━━━ PASSAGE PROVIDED ━━━

To discuss Rohingya issue with Bangladesh officials,
visit Cox's Bazar
Diplomatic Correspondent
A three-member Myanmarese delegation of the Advisory
Commission on Rakhine State arrives in Dhaka today to hold discussions with
Bangladesh authorities over the Rohingya issue.
The delegation will also visit shelters where Rohingyas
from Myanmar took shelter to escape a "counter-insurgency operation"
in the country by its military.
Diplomatic sources said the delegation, during its four-day
stay in Bangladesh, would visit two Rohingya shelters in Cox's Bazar to witness
the plight of 65,000 Rohingya refugees who entered Bangladesh recently and
joined thousands of others who had done the same years ago.
The Myanmar government established the Advisory
Commission on Rakhine State, also known as Rakhine Commission, to discover
lasting solutions to complex and delicate issues in the Rakhine State.
In another development, sources at the foreign ministry
and the UN office in Dhaka said the United Nations Special Rapporteur on the
situation of human rights in Myanmar, Yanghee Lee, will arrive in Bangladesh
near the end of February to visit shelters in Bangladesh where the Myanmar
nationals took shelter amid persecution, killing, rape and ethnic cleansing in
their homeland.
The nine-member Advisory Commission, composed of three
international and six national persons of eminence, is Myanmar's national
initiative to resolve protracted issues in the region. The commission is
chaired by former Secretary-General of the United Nations Kofi Annan.
According to the foreign ministry sources, the delegation
members are Win Mra, chair of the Myanmar National Human Rights Commission; Aye
Lwin, core member and founder of Religious for Peace Myanmar; and Ghassan
Salame', former Lebanese minister of culture (2000- 2003) and UN special
advisor to the secretary-general (2003-2006).
The delegation will also hold talks with government
officials to discuss enduring solutions to the longstanding issues in Rakhine state
of Myanmar.
During the meetings, Bangladesh will ask Myanmar to take
back all registered and unregistered Rohingyas living in Bangladesh for many
years since the Rohingyas are citizens of Myanmar and it is Myanmar's
responsibility to resolve the problems in the country's Rakhine state, the
sources said.
The delegation will be reminded of the past agreements
signed between the two countries including the one in 1992 when Myanmar agreed
to take back the Rohingyas admitting that the Rohingyas are legal citizens of
Myanmar, they added.

━━━ EXTRACTED DATA ━━━

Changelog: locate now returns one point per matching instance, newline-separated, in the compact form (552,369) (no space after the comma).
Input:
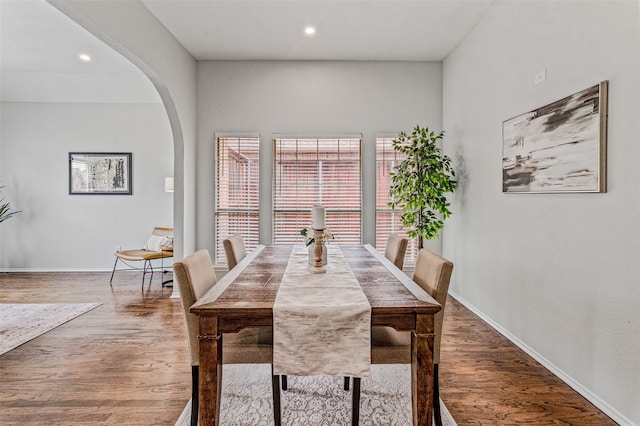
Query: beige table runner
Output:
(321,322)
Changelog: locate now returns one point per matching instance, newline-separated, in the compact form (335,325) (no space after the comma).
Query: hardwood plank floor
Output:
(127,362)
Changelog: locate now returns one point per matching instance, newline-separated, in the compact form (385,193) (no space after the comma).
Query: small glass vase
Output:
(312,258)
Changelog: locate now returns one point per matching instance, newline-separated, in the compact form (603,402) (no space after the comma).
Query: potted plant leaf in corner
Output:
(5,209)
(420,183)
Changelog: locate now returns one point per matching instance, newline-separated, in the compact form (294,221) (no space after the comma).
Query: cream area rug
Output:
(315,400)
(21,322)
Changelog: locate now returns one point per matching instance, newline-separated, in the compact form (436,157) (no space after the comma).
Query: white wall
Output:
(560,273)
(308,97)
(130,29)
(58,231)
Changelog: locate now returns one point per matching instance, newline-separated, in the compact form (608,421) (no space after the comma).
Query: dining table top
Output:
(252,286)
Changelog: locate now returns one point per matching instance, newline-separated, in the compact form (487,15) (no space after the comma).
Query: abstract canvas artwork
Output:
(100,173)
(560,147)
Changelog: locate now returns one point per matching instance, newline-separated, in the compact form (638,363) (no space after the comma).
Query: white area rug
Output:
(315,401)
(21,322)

━━━
━━━ EXTRACTED DATA ━━━

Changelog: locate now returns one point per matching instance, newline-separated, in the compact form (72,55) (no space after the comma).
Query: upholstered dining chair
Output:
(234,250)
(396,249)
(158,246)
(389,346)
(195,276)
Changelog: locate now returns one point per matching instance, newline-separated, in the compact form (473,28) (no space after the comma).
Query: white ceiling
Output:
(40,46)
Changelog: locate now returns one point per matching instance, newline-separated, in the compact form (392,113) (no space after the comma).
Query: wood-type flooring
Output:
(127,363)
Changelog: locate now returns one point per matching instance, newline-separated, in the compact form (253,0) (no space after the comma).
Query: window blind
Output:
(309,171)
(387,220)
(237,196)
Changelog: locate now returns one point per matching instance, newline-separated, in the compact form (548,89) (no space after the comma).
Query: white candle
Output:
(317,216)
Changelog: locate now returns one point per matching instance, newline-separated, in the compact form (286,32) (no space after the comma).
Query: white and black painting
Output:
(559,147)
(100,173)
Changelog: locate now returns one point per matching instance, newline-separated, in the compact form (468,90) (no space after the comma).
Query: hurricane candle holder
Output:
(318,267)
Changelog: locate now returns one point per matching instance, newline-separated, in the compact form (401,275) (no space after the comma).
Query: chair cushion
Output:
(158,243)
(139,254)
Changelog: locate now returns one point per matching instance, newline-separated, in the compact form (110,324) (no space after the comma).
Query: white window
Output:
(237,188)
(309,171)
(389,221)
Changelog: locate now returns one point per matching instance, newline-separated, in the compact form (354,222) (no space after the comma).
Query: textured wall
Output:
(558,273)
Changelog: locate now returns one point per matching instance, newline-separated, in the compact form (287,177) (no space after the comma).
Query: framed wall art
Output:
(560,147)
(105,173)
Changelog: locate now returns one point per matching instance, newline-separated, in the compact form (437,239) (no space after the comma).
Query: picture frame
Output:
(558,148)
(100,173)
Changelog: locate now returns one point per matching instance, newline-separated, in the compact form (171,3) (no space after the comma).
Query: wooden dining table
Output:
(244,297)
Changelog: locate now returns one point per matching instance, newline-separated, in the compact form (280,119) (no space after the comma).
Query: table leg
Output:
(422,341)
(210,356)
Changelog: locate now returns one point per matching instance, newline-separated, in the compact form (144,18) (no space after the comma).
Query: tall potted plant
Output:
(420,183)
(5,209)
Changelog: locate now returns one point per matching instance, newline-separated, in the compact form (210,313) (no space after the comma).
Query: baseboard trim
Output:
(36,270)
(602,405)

━━━

> WHAT TO WORK ON
A) Quote the news report on the Rohingya delegation from "According to the" to "sources said.".
B) Write the next part of the news report on the Myanmar delegation's Rohingya visit, picking up after its final sentence.

> RESPONSES TO THE TASKS
A)
According to the foreign ministry sources, the delegation
members are Win Mra, chair of the Myanmar National Human Rights Commission; Aye
Lwin, core member and founder of Religious for Peace Myanmar; and Ghassan
Salame', former Lebanese minister of culture (2000- 2003) and UN special
advisor to the secretary-general (2003-2006).
The delegation will also hold talks with government
officials to discuss enduring solutions to the longstanding issues in Rakhine state
of Myanmar.
During the meetings, Bangladesh will ask Myanmar to take
back all registered and unregistered Rohingyas living in Bangladesh for many
years since the Rohingyas are citizens of Myanmar and it is Myanmar's
responsibility to resolve the problems in the country's Rakhine state, the
sources said.

B)
A foreign ministry official said Bangladesh wants a
solution to the Rohingya issue and it already expressed readiness to engage
with Myanmar for discussing the process and modalities of repatriation of the
Myanmar nationals.
The number of undocumented Myanmar nationals staying
illegally in Bangladesh has long been a sticking point between the two
countries, with Bangladesh repeatedly asking for repatriation of an estimated
300,000 to 500,000 Rohingyas.
This figure is in addition to some 32,000 registered
Rohingyas who are staying in Bangladesh for over two decades.
According to Myanmar government websites, the Myanmar
government formed the nine-member Advisory Commission as a "neutral and
impartial body" with an aim to propose concrete measures for improving the
welfare of all people in Rakhine state.
The commission is to meet with all relevant stakeholders,
international experts and foreign dignitaries to hear their views and to
analyze relevant issues with a view to finding the best possible solutions to
prevailing problems.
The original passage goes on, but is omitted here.